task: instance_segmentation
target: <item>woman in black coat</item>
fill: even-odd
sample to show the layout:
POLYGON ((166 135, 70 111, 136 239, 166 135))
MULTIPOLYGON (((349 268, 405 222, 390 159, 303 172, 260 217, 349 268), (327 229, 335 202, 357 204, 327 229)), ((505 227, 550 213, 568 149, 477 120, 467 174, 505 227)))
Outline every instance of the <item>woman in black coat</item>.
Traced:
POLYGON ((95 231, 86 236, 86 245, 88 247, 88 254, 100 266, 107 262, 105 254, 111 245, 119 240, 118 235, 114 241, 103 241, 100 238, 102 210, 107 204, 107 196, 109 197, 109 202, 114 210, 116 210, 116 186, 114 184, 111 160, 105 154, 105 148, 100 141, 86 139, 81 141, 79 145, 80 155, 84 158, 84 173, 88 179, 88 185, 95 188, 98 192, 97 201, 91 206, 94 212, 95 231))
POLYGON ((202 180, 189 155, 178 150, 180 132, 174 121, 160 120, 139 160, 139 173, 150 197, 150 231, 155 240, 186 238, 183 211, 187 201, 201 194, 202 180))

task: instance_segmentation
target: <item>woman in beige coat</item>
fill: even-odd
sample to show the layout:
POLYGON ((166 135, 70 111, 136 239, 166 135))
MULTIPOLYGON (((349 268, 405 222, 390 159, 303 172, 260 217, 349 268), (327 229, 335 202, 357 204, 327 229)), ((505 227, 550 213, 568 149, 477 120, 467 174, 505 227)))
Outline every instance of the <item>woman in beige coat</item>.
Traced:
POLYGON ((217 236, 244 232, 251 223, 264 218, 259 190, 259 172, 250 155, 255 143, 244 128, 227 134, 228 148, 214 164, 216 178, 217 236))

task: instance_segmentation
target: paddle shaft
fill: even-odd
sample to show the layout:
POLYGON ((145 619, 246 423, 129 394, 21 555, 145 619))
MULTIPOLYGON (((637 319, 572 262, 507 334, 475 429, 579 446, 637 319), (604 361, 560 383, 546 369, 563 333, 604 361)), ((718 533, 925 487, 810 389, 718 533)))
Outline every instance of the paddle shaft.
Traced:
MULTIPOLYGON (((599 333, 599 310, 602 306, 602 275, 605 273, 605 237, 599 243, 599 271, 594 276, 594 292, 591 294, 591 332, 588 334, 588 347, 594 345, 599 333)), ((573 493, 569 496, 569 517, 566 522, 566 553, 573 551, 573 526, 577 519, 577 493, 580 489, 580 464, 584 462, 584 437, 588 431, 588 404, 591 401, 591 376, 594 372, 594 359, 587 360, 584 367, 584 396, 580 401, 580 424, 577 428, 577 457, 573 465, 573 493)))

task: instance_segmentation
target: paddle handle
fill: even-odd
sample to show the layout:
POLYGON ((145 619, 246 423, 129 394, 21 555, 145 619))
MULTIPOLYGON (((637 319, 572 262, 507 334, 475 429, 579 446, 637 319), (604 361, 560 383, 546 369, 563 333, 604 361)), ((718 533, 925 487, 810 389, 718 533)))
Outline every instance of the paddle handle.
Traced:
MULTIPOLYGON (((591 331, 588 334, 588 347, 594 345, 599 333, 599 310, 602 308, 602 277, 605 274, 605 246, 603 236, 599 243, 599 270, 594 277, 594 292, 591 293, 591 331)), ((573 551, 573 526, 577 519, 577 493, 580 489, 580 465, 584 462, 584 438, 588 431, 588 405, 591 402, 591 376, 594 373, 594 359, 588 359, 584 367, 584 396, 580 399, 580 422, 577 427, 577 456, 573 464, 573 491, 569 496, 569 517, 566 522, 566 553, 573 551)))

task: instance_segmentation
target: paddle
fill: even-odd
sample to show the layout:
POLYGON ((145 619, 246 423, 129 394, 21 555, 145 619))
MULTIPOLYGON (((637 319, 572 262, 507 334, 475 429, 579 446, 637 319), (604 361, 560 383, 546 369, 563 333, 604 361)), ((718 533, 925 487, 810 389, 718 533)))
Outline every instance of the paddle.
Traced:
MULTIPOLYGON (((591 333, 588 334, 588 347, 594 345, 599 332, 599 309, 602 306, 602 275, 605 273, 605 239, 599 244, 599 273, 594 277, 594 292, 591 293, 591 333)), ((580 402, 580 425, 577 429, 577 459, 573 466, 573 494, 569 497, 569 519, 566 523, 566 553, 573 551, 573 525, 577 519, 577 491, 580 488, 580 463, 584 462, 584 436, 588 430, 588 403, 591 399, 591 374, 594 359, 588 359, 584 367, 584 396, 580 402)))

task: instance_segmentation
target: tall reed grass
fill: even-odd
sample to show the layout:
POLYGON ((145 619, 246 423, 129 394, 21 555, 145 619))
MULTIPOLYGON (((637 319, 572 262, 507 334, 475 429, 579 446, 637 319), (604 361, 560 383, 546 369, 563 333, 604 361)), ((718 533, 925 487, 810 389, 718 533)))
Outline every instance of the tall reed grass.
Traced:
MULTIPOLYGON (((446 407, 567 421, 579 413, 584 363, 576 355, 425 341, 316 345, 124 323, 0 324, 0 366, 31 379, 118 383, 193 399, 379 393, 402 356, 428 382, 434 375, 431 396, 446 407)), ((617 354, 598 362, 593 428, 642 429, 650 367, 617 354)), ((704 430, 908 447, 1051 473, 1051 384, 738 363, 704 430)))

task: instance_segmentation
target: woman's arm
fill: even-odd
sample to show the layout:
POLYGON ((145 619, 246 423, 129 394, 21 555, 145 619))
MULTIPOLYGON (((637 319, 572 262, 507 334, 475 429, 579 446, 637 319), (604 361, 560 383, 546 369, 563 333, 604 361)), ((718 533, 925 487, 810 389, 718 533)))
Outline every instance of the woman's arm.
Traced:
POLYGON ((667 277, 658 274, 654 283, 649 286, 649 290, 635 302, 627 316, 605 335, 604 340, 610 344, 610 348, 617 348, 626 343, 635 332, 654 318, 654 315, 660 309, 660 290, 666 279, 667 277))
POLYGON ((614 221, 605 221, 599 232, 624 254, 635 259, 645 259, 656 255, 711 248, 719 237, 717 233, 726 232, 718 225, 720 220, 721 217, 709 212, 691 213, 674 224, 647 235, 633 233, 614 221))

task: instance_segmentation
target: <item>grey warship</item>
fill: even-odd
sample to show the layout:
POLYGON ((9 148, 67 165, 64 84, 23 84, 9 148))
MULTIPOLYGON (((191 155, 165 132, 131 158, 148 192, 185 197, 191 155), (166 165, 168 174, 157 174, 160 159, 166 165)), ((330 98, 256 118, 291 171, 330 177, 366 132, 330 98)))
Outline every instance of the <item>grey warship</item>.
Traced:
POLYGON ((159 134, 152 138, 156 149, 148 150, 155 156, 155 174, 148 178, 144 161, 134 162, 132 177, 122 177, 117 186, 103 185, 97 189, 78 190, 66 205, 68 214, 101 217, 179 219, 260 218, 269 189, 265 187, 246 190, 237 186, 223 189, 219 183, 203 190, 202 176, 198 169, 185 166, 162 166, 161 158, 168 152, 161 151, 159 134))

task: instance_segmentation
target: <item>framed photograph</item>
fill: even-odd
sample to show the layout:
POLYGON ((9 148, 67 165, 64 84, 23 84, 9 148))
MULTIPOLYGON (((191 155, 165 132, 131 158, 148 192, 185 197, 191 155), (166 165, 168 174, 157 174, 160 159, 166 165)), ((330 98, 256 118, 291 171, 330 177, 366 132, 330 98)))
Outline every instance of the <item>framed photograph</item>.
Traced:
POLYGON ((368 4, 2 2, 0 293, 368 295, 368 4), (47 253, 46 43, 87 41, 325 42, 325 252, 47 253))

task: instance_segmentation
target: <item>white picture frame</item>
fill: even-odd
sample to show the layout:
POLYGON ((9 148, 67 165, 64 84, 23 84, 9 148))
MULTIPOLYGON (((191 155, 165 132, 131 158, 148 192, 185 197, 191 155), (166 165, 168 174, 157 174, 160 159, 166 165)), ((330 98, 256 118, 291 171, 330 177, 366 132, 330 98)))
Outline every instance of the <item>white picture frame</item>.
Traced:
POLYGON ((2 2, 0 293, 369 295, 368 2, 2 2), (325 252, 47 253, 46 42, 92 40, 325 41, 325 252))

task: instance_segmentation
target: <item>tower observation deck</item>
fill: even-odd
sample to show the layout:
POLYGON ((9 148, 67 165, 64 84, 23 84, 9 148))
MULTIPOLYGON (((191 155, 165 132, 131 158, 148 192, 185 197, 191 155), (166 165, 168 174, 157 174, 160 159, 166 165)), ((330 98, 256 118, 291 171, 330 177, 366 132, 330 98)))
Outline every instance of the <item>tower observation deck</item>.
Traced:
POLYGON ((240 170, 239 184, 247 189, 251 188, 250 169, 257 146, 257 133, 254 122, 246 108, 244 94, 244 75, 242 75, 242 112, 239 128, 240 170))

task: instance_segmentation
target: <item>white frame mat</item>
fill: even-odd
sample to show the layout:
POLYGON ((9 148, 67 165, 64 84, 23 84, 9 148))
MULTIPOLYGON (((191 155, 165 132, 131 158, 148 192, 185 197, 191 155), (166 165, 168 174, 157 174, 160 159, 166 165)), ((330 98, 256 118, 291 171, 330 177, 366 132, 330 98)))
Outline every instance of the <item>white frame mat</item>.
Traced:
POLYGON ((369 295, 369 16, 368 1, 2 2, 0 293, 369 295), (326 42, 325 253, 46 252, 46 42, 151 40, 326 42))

= = = =

Your objective: Find every line in the rows above that contains the string "coat", and copy each of those lines in full.

Solution to the problem:
target: <item>woman in black coat</item>
Outline every instance of the <item>woman in black coat</item>.
target: <item>woman in beige coat</item>
Outline every instance of the <item>woman in beige coat</item>.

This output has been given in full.